* Exercices proposés:
**1.** Citez l'extrait sur la résurrection du Christ depuis « 639 Le mystère » jusqu'à « Ac 9, 3-18). » inclus.
**2.** Répondez aux questions suivantes à l'aide de l'extrait sur la résurrection du Christ.
(a) Vers quelle année saint Paul écrit-il aux Corinthiens ?
(b) Quelles personnes Jésus avait-il ressuscitées avant Pâques ?
(c) De quelle puissance le corps de Jésus est-il rempli dans la Résurrection ?

Catéchisme de l’Église catholique

639 Le mystère de la résurrection du Christ est un événement réel qui a eu des manifestations historiquement constatées comme l’atteste le Nouveau Testament. Déjà saint Paul peut écrire aux Corinthiens vers l’an 56 : “Je vous ai donc transmis ce que j’avais moi-même reçu, à savoir que le Christ est mort pour nos péchés selon les Écritures, qu’il a été mis au tombeau, qu’il est ressuscité le troisième jour selon les Écritures, qu’il est apparu à Céphas, puis aux Douze” (1 Co 15, 3-4). L’apôtre parle ici de la vivante tradition de la Résurrection qu’il avait apprise après sa conversion aux portes de Damas (cf. Ac 9, 3-18).

646 La résurrection du Christ ne fut pas un retour à la vie terrestre, comme ce fut le cas pour les résurrections qu’il avait accomplies avant Pâques : la fille de Jaïre, le jeune de Naïm, Lazare. Ces faits étaient des événements miraculeux, mais les personnes miraculées retrouvaient, par le pouvoir de Jésus, une vie terrestre “ordinaire”. A un certain moment, ils mourront de nouveau. La résurrection du Christ est essentiellement différente. Dans son corps ressuscité, il passe de l’état de mort à une autre vie au-delà du temps et de l’espace. Le corps de Jésus est, dans la Résurrection, rempli de la puissance du Saint-Esprit ; il participe à la vie divine dans l’état de sa gloire, si bien que saint Paul peut dire du Christ qu’il est “l’homme céleste” (cf. 1 Co 15, 35-50).

* Données fournies:
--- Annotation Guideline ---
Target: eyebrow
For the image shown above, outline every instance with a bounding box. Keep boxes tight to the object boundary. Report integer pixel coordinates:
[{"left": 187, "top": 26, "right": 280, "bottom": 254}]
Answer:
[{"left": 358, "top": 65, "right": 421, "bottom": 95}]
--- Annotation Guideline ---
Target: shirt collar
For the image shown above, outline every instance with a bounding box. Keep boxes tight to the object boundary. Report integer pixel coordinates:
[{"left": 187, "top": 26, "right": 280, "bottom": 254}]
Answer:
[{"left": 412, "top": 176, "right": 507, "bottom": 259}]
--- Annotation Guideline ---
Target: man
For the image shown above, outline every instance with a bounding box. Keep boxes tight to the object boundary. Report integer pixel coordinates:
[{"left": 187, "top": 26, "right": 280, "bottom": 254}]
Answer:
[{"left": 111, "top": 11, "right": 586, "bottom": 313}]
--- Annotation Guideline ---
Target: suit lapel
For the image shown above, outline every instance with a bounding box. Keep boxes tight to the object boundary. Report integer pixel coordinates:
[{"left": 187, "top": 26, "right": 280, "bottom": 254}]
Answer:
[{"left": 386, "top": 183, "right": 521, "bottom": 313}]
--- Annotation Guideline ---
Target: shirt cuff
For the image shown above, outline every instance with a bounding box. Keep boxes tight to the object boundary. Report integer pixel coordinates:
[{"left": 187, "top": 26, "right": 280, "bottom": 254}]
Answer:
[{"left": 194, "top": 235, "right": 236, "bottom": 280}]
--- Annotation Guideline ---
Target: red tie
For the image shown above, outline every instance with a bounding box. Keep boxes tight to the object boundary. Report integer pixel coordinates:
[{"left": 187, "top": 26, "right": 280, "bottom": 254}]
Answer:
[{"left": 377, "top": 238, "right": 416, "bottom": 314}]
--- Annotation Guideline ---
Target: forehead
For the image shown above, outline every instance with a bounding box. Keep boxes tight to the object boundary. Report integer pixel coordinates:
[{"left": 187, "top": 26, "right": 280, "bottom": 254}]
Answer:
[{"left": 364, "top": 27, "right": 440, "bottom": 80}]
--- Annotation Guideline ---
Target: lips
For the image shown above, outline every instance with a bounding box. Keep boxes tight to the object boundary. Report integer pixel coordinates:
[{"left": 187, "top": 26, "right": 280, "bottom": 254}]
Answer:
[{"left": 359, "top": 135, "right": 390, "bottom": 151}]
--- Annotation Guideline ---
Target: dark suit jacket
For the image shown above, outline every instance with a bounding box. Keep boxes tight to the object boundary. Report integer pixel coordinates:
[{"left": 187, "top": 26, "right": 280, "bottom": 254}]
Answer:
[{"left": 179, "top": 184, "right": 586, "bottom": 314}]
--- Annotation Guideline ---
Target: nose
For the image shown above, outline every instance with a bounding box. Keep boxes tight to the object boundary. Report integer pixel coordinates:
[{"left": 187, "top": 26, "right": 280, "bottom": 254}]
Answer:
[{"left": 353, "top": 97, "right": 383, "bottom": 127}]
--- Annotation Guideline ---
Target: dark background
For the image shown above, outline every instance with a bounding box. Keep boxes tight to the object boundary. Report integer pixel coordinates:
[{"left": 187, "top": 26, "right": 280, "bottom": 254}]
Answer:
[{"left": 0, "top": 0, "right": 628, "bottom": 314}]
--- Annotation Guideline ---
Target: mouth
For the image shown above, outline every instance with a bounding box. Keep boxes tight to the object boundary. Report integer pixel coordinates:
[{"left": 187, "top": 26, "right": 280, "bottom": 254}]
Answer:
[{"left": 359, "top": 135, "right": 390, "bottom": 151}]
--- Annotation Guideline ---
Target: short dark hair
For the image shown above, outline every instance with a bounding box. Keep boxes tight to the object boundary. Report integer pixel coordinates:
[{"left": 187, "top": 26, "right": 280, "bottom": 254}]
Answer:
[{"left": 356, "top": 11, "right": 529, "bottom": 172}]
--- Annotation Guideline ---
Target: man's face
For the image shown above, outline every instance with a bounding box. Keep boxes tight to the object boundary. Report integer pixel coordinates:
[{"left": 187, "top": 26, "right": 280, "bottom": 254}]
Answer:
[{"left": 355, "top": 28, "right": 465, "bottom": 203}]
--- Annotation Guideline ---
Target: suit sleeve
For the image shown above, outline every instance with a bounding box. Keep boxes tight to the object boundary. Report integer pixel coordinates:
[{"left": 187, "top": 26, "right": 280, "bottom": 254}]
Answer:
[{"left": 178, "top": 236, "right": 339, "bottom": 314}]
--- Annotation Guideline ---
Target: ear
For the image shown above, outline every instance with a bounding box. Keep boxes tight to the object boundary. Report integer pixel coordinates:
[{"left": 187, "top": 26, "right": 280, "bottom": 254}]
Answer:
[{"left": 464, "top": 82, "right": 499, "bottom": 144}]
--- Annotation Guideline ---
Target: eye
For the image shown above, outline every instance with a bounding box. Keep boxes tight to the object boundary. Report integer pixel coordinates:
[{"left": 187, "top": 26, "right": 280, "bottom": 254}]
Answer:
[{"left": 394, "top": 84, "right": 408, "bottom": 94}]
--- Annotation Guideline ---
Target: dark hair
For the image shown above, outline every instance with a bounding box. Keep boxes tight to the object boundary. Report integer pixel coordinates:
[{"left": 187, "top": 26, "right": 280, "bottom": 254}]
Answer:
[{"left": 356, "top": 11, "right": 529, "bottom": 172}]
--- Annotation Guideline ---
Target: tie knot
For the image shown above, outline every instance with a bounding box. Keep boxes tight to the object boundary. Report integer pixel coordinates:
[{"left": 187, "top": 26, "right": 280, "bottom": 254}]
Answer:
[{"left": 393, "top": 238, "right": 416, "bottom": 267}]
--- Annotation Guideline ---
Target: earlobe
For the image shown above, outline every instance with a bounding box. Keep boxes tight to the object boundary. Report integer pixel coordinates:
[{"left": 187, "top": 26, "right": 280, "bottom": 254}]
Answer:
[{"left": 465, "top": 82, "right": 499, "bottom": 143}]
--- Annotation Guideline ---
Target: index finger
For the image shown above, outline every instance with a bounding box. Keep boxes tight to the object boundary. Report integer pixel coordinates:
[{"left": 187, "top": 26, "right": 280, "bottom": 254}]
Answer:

* Corrigé des exercices:
**1.**
639 Le mystère de la résurrection du Christ est un événement réel qui a eu des manifestations historiquement constatées comme l’atteste le Nouveau Testament. Déjà saint Paul peut écrire aux Corinthiens vers l’an 56 : “Je vous ai donc transmis ce que j’avais moi-même reçu, à savoir que le Christ est mort pour nos péchés selon les Écritures, qu’il a été mis au tombeau, qu’il est ressuscité le troisième jour selon les Écritures, qu’il est apparu à Céphas, puis aux Douze” (1 Co 15, 3-4). L’apôtre parle ici de la vivante tradition de la Résurrection qu’il avait apprise après sa conversion aux portes de Damas (cf. Ac 9, 3-18).

**2.**
(a) Vers l'an 56.
(b) La fille de Jaïre, le jeune de Naïm et Lazare.
(c) La puissance du Saint-Esprit.